Ausgangstext:
──────────

So geht Hackathon

09.07.2024
Von 
Eric Frank ist freischaffender Journalist und Data Scientist.
Erfolgreiche Hackathons erfordern eine strategische Herangehensweise.
Hackathons, die Mitarbeiter-Engagement, cross-funktionale Zusammenarbeit und Innovationskraft befeuern sollen, erfordern die richtige Planung.
Hackathons, die Mitarbeiter-Engagement, cross-funktionale Zusammenarbeit und Innovationskraft befeuern sollen, erfordern die richtige Planung.
Foto: DC Studio | shutterstock.com

Hackathons wurden vor einigen Jahren in erster Linie mit Startups und kleinen Developer-Teams in Verbindung gebracht. Inzwischen haben jedoch auch die IT-Verantwortlichen in Großunternehmen erkannt, dass diese kollaborativ ausgerichteten Entwicklungs-Events ein gutes Mittel sind, um die Innovationskraft im Unternehmen anzukurbeln.

Über einen Hackathon greifbaren Mehrwert für das eigene Unternehmen zu generieren, ist allerdings nicht ohne. Die Grundlage dafür schaffen Unternehmen insbesondere, indem sie Hackathons ausschließlich aus sinnvollem Anlass veranstalten - also nicht, weil das gerade bei der direkten Konkurrenz in Mode ist. Liegen greifbare, legitime Gründe vor, um einen Event dieser Art aufzuziehen, kann das - insbesondere in der IT-Abteilung - Innovationen fördern und ein Image als "Innovationsbremse" verhindern.

──────────

Datenliste:
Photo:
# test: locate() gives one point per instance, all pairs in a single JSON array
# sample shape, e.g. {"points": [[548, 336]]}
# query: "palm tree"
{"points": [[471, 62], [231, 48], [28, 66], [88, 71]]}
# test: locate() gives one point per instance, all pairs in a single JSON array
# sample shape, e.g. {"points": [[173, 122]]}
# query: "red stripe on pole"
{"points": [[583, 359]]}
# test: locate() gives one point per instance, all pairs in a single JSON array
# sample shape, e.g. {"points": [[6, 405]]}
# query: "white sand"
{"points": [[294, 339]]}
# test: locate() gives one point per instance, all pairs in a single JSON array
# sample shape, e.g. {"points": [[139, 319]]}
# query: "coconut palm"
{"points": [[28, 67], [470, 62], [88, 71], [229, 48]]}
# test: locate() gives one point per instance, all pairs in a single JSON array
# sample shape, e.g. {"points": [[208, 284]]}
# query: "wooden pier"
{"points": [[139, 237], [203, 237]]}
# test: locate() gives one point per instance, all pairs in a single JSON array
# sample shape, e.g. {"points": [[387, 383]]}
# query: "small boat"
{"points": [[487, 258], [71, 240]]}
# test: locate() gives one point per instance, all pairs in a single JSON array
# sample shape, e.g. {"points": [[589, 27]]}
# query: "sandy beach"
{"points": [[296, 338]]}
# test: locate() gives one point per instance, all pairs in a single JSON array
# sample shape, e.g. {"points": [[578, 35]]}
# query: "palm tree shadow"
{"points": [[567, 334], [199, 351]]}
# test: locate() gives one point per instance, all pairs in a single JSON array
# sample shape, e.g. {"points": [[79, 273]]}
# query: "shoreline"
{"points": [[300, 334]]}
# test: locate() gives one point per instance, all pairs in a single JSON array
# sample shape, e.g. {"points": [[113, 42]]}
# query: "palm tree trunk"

──────────

Aufgabenstellung: Schreiben Sie aus dem Ausgangstext wortgetreu den Teil ab, der mit den Worten „Foto: DC Studio“ einsetzt und mit „im Unternehmen anzukurbeln.“ schließt.

Ergebnis der Übung:
Foto: DC Studio | shutterstock.com

Hackathons wurden vor einigen Jahren in erster Linie mit Startups und kleinen Developer-Teams in Verbindung gebracht. Inzwischen haben jedoch auch die IT-Verantwortlichen in Großunternehmen erkannt, dass diese kollaborativ ausgerichteten Entwicklungs-Events ein gutes Mittel sind, um die Innovationskraft im Unternehmen anzukurbeln.